● What to produce
The answer should consist of every line in the material below that has the word "target".

● Data for this task
══════════════════════════════

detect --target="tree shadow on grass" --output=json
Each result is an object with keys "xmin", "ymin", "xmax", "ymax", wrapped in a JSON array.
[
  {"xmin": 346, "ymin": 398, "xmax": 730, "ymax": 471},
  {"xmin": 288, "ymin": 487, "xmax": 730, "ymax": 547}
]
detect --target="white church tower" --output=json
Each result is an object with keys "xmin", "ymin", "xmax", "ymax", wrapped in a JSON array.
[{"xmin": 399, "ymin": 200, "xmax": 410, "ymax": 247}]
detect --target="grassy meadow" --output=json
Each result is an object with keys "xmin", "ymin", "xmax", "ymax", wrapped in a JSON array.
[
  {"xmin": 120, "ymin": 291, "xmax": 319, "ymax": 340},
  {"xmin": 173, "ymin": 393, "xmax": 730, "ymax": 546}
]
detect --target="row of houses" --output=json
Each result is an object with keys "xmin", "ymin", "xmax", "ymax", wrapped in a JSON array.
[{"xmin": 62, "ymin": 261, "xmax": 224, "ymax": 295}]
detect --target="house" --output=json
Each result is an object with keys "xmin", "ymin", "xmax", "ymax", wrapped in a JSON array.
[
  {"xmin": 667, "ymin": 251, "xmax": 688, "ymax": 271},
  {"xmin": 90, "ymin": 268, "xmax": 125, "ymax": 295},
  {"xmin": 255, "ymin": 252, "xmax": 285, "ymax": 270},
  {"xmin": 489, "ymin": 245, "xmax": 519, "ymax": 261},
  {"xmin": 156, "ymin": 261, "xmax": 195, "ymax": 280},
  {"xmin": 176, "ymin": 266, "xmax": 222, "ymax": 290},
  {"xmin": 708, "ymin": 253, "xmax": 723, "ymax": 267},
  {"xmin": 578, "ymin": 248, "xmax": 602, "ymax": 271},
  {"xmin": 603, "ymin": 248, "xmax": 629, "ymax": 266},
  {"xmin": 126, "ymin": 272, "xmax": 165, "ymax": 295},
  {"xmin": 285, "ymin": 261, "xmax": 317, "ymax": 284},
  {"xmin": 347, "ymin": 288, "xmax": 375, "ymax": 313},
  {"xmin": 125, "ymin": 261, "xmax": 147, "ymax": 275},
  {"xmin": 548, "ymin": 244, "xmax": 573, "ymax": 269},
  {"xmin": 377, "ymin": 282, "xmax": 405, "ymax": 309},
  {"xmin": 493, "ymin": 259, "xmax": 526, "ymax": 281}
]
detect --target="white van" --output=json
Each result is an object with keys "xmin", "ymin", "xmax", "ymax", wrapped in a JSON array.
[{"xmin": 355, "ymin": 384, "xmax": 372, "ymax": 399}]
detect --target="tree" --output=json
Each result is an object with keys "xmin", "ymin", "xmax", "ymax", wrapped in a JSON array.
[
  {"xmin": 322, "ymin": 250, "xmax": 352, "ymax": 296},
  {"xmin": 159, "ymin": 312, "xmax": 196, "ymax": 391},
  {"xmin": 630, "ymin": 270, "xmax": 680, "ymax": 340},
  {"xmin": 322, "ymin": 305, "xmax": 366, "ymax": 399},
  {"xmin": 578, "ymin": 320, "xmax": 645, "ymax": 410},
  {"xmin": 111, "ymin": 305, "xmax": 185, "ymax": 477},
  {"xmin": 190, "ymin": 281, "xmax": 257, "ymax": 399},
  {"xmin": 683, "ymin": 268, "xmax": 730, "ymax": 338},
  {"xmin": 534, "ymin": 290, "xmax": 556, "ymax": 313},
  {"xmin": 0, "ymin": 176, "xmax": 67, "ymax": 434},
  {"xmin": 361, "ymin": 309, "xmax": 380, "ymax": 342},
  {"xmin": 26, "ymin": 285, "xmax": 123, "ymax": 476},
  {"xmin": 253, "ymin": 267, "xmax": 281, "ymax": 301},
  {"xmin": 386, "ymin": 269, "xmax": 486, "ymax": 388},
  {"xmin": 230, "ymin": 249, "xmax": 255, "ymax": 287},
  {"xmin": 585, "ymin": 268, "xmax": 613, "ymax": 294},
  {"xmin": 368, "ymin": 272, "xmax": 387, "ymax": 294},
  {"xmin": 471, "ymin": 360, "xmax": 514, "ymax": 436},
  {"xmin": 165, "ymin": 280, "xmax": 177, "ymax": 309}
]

══════════════════════════════

● Answer below
detect --target="tree shadow on grass" --output=json
detect --target="white church tower" --output=json
detect --target="grassy meadow" --output=json
detect --target="row of houses" --output=json
detect --target="house" --output=json
detect --target="white van" --output=json
detect --target="tree" --output=json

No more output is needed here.